_TASK STATEMENT:_
Repeat the lines from the one holding "the girl's outstretched" through the one holding "pixel 108 116", inclusive, swapping each "dot" for "mark" and leaving everything else unchanged.

________________________

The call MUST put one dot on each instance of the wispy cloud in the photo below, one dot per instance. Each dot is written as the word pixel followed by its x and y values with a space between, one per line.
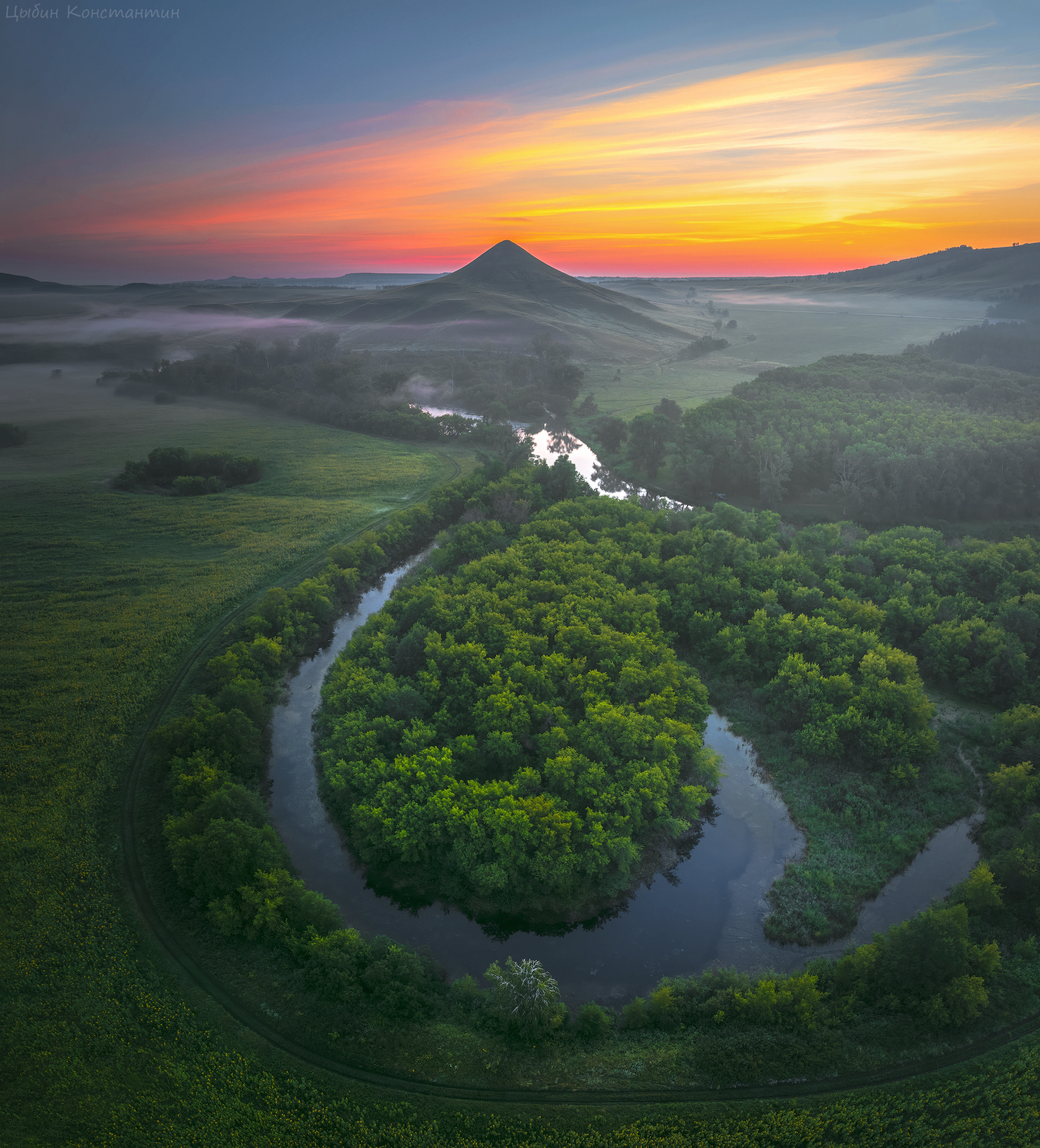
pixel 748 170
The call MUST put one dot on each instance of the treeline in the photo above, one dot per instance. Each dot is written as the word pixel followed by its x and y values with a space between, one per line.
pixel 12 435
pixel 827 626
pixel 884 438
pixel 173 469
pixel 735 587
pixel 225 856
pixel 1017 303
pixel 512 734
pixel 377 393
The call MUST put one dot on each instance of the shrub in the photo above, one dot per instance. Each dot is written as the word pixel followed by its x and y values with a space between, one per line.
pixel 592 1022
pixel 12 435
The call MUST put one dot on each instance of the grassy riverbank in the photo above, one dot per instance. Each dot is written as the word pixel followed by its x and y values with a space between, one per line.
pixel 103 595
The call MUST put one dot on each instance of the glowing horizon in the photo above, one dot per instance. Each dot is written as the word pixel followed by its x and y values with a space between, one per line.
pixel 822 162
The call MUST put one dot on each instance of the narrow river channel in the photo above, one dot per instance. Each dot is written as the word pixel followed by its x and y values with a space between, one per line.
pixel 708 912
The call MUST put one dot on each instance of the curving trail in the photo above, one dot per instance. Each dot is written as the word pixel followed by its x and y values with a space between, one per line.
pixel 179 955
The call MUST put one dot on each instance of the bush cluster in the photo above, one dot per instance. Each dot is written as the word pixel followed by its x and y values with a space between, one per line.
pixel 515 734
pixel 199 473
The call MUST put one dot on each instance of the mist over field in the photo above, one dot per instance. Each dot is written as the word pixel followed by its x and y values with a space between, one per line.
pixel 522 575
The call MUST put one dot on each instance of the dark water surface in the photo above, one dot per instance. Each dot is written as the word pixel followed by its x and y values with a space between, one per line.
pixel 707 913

________________________

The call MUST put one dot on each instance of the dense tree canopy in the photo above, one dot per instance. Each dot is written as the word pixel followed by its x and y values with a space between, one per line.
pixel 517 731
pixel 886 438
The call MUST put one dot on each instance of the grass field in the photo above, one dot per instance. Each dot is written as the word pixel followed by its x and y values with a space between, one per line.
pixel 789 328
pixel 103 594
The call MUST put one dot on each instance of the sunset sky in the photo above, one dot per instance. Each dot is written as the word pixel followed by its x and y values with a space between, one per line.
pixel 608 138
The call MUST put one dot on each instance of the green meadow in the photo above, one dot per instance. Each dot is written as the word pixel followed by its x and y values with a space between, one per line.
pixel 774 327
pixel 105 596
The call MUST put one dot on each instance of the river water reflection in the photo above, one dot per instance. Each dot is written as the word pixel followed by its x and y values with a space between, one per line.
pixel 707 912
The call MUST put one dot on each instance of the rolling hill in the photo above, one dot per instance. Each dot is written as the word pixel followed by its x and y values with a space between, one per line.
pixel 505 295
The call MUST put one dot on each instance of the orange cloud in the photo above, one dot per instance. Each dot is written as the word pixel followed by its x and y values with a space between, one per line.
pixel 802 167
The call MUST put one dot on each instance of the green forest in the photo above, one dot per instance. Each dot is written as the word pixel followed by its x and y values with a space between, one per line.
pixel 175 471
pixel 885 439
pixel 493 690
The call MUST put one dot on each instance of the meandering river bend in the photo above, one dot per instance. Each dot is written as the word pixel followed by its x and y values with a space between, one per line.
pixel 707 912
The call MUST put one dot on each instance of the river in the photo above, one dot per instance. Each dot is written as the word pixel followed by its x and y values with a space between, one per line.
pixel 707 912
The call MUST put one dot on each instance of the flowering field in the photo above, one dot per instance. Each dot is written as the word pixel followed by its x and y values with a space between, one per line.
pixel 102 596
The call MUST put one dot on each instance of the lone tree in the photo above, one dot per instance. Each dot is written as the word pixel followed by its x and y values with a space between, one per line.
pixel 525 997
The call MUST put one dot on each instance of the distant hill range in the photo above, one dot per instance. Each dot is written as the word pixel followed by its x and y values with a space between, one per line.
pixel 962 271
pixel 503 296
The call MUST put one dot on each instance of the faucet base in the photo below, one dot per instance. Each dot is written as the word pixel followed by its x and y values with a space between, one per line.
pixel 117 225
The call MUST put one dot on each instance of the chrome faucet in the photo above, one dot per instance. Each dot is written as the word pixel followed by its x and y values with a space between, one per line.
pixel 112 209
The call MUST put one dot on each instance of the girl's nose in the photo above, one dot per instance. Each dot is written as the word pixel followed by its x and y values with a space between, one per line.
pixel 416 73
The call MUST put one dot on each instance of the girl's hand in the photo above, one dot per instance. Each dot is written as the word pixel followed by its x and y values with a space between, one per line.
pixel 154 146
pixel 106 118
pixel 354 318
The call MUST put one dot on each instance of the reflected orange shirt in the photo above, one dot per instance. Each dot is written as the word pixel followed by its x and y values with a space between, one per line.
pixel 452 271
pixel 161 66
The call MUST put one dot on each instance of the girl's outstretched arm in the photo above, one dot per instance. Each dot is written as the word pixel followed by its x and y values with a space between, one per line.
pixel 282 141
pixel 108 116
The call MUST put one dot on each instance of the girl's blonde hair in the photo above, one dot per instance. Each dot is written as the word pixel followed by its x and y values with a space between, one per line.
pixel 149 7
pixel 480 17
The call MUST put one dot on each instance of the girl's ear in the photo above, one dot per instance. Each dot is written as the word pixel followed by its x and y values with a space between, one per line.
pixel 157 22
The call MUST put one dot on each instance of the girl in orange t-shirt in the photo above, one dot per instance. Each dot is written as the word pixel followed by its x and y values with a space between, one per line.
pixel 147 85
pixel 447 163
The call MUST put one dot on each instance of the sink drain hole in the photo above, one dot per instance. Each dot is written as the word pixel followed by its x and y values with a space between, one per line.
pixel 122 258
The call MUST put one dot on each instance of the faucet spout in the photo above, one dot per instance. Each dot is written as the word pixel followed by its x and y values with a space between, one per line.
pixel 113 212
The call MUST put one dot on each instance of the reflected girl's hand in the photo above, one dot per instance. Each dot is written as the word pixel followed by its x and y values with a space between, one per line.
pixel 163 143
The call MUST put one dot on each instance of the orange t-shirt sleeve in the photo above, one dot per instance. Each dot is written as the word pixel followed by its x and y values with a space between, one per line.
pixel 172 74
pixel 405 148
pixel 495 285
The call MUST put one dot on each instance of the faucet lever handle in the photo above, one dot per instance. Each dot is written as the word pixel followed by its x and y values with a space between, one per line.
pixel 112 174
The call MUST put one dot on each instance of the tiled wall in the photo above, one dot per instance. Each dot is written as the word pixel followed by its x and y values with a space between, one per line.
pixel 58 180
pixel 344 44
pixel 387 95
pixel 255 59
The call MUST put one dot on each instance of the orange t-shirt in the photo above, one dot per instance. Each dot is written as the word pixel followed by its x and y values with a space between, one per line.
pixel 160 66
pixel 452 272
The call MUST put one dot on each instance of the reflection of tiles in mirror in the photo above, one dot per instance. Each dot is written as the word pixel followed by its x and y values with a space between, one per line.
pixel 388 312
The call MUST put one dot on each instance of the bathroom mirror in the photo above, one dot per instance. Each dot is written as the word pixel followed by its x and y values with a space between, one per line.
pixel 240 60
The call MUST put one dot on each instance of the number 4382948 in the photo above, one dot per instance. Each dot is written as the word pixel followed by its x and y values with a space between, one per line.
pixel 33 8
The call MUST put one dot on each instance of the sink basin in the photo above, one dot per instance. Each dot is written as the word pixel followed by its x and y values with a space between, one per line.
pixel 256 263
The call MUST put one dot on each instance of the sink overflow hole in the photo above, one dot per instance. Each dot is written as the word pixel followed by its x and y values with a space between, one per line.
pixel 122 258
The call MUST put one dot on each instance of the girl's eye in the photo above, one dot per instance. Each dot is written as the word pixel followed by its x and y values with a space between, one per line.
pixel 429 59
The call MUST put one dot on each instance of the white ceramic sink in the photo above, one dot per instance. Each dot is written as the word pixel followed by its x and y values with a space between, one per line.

________________________

_RIGHT ANSWER:_
The call MUST put one mark on each instance of the girl's outstretched arm in the photo above, one mark per instance. Each mark is written as the word pixel followed by its x and y values with a space between, one per line.
pixel 282 141
pixel 108 116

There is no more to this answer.